So I was with my mom at Walbaums, and she white lady in front of us was using food stamps and stuff and had over $500 in her card left. She was telling me in Cantonese because she didn’t know how to say it in English and isn’t comfortable with it either. But then, the white lady decides to be rude about it.

White Lady: I swear, Asians are so stupid. They can’t talk shit about me in English, so they say it in their own language. They screw up everything, taking our jobs and shit. Cheap shit, buying things that are on sale.

Cashier: No, I don’t think they’re talking about you. Don’t worry about it.
White Lady: No, I know they’re talking about me. It feels like an episode of Seinfeld where the Asians do their nails in the salon and talk shit about the white woman.

I already tried keeping quiet, but I couldn’t stand her anymore. So at this point, I’m fucking pissed. You’re so fucking ignorant.

============

▶ [What is needed]: From the Walbaums story, copy word for word the part that opens with the words containing "So I was with" and closes with "rude about it.".

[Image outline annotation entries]
============

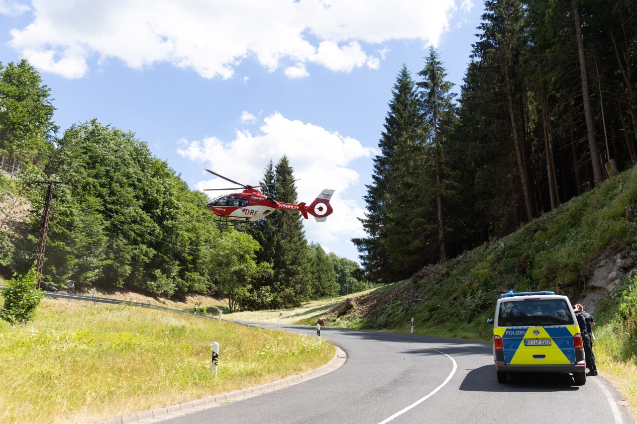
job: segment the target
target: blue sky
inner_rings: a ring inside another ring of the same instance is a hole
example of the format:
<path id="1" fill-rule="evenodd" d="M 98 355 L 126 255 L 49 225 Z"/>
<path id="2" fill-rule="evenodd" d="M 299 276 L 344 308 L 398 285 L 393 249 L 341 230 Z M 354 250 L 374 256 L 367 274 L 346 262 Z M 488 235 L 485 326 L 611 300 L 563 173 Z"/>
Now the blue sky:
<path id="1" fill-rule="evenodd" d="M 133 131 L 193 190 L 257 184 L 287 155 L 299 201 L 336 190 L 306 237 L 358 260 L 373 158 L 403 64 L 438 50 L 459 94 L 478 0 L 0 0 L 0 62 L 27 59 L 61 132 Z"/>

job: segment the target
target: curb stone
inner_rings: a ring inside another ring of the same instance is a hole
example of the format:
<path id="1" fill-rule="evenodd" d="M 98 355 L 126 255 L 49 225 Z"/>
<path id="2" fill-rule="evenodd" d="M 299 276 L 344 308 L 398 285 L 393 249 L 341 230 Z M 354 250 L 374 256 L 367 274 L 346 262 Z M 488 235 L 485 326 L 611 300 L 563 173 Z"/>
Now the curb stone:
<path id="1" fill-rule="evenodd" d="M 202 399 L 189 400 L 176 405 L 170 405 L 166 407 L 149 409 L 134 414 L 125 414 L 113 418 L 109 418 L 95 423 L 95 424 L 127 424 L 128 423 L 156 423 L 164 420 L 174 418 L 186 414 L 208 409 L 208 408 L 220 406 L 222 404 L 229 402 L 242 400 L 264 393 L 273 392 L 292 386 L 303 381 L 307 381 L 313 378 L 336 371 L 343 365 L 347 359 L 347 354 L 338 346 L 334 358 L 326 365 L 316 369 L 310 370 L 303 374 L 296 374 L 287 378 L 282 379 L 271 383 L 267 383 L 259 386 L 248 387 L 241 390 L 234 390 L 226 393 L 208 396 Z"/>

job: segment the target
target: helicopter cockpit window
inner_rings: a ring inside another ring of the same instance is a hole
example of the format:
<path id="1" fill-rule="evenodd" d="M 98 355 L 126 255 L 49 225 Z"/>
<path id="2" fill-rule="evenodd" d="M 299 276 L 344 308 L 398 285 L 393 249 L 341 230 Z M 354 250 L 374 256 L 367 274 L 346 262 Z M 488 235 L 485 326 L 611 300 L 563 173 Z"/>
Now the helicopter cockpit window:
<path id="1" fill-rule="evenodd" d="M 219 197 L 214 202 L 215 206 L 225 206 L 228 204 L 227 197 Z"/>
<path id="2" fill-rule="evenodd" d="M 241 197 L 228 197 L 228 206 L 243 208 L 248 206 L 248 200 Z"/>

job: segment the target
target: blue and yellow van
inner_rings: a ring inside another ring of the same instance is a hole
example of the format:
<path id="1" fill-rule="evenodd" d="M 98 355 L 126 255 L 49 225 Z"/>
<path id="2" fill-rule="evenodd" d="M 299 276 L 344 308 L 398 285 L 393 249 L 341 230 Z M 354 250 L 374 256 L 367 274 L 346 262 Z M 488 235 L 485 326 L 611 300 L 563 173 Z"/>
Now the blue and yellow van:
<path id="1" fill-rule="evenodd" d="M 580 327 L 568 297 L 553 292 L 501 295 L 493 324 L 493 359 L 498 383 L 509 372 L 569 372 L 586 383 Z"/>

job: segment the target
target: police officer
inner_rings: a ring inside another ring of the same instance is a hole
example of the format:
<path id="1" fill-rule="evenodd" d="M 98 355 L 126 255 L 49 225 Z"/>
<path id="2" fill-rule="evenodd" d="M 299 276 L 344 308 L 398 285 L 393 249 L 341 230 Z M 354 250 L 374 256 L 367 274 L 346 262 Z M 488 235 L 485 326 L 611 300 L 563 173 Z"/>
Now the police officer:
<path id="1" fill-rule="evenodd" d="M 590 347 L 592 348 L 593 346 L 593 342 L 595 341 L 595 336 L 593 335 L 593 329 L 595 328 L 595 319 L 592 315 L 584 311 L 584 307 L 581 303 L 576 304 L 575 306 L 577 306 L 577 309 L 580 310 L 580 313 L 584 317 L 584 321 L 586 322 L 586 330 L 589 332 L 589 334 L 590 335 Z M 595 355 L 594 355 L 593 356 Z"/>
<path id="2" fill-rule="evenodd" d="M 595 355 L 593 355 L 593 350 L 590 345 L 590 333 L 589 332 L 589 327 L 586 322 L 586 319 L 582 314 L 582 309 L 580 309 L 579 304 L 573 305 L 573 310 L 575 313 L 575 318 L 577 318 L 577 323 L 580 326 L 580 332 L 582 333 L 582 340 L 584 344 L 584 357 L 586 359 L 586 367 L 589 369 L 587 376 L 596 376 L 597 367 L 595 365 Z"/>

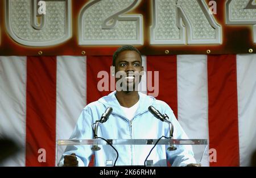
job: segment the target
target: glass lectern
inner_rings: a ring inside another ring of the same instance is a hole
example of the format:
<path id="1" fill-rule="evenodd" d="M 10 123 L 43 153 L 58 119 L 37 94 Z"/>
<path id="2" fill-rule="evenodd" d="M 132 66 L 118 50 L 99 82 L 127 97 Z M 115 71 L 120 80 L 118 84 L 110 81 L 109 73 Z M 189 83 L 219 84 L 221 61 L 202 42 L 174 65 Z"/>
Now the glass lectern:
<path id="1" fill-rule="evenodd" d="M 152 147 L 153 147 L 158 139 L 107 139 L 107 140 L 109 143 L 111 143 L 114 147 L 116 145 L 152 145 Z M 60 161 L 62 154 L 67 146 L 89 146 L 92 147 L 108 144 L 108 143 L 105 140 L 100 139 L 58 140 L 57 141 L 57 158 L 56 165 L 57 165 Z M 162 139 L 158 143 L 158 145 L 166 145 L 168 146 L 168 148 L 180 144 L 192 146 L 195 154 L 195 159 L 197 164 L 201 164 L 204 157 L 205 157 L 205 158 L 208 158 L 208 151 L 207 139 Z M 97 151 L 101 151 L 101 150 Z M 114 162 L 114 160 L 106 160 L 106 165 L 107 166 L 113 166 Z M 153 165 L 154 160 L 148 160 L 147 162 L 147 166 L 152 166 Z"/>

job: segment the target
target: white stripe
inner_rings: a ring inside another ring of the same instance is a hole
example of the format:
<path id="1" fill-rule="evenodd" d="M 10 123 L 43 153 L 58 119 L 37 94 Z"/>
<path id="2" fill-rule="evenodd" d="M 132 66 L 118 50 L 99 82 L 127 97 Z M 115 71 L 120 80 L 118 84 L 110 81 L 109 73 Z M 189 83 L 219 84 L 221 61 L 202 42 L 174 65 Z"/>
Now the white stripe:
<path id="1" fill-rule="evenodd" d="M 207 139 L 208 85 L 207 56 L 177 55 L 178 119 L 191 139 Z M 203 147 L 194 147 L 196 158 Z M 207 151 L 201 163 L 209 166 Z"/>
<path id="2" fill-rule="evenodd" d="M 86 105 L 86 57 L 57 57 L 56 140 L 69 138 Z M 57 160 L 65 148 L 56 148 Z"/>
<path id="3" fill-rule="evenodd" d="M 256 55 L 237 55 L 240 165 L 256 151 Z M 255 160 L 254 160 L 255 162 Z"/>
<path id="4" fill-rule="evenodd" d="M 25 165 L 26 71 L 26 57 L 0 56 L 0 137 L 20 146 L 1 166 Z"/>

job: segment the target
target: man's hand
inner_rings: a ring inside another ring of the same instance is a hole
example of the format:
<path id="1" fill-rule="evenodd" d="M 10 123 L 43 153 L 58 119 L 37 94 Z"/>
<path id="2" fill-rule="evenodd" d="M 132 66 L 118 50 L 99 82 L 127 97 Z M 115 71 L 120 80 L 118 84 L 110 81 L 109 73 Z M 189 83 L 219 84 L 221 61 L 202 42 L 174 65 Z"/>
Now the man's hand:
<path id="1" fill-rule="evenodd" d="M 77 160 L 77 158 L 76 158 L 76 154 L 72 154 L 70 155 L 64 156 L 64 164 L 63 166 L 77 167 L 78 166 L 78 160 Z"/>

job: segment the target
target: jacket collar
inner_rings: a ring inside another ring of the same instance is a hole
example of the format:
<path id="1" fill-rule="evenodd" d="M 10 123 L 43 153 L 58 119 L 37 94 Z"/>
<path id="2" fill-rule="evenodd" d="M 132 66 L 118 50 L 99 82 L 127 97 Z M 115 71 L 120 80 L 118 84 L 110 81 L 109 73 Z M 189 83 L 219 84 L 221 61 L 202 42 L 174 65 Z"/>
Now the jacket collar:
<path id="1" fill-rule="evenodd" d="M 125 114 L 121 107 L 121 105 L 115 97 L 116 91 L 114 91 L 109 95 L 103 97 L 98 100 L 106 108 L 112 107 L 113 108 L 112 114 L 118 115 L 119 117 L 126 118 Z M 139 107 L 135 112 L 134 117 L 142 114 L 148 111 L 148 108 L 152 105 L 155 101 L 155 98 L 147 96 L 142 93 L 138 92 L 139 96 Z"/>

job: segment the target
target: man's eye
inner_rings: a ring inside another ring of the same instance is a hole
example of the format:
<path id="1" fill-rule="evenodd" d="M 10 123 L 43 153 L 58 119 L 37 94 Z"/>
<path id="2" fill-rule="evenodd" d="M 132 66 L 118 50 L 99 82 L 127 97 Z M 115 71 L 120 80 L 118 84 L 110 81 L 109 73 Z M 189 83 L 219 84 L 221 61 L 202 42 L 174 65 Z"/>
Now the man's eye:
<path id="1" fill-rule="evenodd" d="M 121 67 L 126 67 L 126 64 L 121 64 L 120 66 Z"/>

============

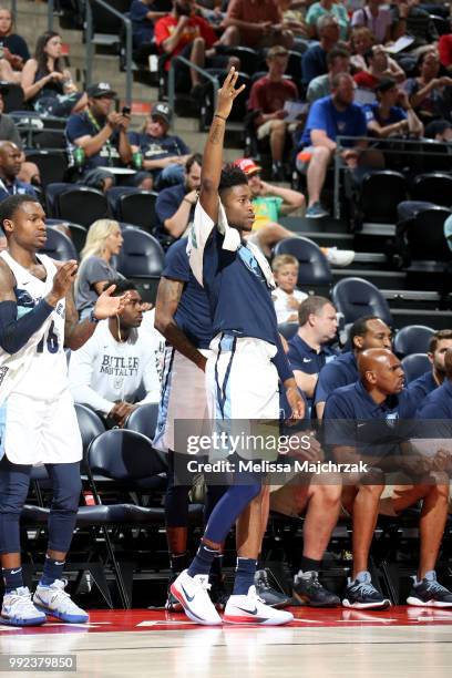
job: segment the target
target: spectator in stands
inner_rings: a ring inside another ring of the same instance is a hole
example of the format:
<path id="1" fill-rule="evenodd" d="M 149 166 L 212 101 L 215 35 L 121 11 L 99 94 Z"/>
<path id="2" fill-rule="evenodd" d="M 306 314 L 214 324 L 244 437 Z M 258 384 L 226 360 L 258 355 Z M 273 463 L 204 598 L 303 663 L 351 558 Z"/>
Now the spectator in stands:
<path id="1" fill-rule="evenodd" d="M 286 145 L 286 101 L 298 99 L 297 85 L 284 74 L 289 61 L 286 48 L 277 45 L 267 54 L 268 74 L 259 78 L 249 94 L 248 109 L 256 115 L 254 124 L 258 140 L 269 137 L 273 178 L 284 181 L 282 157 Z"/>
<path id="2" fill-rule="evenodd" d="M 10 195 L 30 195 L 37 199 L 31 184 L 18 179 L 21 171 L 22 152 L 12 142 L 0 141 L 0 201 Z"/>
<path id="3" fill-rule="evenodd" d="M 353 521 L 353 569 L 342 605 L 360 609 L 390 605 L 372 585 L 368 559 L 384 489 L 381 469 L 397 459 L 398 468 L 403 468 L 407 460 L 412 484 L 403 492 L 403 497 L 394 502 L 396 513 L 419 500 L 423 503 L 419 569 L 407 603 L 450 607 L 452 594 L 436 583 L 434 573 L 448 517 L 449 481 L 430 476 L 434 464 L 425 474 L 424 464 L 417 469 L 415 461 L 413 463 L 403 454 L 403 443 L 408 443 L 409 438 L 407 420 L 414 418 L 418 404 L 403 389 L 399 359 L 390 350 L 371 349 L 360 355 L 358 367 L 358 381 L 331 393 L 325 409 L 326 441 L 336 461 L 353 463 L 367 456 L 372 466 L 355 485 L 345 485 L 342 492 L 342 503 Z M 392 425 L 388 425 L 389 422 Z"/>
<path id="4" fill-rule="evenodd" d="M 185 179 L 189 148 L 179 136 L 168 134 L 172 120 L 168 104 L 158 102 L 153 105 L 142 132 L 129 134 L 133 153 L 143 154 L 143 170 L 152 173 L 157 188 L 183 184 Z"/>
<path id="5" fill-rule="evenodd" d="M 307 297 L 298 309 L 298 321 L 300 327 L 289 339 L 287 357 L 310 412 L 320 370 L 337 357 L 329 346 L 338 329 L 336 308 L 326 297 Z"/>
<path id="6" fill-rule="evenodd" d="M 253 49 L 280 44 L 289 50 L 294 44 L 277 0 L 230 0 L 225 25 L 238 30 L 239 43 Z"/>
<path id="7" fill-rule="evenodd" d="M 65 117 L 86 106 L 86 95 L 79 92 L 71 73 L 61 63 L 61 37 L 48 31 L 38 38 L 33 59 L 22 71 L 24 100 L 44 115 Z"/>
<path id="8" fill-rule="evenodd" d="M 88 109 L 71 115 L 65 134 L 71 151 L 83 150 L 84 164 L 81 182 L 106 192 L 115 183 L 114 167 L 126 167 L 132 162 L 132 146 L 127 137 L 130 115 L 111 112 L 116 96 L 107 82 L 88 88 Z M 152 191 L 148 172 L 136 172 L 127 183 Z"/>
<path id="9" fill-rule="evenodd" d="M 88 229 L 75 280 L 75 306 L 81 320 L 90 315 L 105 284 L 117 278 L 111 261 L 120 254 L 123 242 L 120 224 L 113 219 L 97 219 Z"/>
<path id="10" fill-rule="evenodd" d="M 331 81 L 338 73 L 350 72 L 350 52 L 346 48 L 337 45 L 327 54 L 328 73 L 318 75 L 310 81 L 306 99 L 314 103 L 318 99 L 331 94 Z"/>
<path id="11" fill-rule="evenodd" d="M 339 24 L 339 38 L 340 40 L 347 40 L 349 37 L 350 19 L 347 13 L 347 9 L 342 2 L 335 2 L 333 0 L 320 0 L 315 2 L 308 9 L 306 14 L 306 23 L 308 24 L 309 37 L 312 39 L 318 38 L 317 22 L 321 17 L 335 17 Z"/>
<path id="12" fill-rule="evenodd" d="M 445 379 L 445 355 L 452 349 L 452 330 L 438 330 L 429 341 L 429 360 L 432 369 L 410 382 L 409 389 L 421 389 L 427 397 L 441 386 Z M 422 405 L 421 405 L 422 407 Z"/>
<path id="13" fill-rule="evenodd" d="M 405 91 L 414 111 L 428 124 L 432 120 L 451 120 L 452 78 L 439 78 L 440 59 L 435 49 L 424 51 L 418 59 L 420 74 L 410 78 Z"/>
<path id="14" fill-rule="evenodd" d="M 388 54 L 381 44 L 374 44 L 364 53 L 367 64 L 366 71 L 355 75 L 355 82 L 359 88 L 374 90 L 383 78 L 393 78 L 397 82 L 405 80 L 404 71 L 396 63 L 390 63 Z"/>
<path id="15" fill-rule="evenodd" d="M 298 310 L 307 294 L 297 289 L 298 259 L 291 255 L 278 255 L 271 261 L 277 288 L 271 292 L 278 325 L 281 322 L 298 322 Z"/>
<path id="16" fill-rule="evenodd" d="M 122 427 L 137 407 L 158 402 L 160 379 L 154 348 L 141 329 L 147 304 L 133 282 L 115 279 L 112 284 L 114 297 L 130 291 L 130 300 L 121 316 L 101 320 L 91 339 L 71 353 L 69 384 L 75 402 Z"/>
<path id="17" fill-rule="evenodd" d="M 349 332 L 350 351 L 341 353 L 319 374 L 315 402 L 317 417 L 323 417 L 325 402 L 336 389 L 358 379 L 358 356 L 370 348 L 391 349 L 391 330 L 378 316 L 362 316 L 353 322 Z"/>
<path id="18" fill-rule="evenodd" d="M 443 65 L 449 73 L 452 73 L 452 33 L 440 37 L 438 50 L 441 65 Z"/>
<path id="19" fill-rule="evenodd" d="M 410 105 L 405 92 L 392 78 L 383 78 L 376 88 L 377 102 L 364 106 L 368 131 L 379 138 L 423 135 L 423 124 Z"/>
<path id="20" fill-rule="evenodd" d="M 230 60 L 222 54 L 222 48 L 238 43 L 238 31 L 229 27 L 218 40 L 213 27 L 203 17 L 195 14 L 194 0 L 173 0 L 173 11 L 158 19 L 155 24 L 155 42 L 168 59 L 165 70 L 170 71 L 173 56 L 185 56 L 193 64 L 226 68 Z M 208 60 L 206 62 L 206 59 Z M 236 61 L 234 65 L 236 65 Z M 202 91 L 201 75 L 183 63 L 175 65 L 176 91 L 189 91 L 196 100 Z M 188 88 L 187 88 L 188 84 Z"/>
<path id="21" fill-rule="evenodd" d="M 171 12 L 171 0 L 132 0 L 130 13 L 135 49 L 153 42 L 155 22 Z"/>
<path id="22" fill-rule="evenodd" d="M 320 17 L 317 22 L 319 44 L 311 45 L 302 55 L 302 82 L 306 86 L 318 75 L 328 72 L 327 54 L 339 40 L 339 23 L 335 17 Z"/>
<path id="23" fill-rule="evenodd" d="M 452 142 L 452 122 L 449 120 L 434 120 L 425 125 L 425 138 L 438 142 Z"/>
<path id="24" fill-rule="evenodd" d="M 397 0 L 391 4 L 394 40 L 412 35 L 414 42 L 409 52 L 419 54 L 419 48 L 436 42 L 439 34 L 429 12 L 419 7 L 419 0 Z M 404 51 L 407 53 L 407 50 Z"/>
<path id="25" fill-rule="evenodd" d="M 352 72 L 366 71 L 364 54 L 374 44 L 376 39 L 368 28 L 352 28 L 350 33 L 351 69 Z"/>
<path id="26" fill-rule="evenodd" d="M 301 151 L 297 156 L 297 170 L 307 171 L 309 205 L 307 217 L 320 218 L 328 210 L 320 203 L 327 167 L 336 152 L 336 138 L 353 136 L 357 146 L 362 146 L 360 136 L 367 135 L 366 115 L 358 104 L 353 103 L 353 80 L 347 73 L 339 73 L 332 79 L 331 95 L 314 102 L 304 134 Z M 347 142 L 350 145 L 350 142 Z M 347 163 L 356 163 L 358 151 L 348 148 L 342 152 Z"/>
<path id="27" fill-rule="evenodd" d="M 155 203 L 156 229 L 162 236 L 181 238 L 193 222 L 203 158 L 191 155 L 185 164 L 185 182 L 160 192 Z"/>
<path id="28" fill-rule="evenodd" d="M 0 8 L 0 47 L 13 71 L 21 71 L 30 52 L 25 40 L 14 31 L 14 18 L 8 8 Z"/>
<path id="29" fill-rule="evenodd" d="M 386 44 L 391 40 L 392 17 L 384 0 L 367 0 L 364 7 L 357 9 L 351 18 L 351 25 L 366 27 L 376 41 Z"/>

============

▶ [The reply]:
So I was with my mom at Walbaums, and she white lady in front of us was using food stamps and stuff and had over $500 in her card left. She was telling me in Cantonese because she didn’t know how to say it in English and isn’t comfortable with it either. But then, the white lady decides to be rude about it.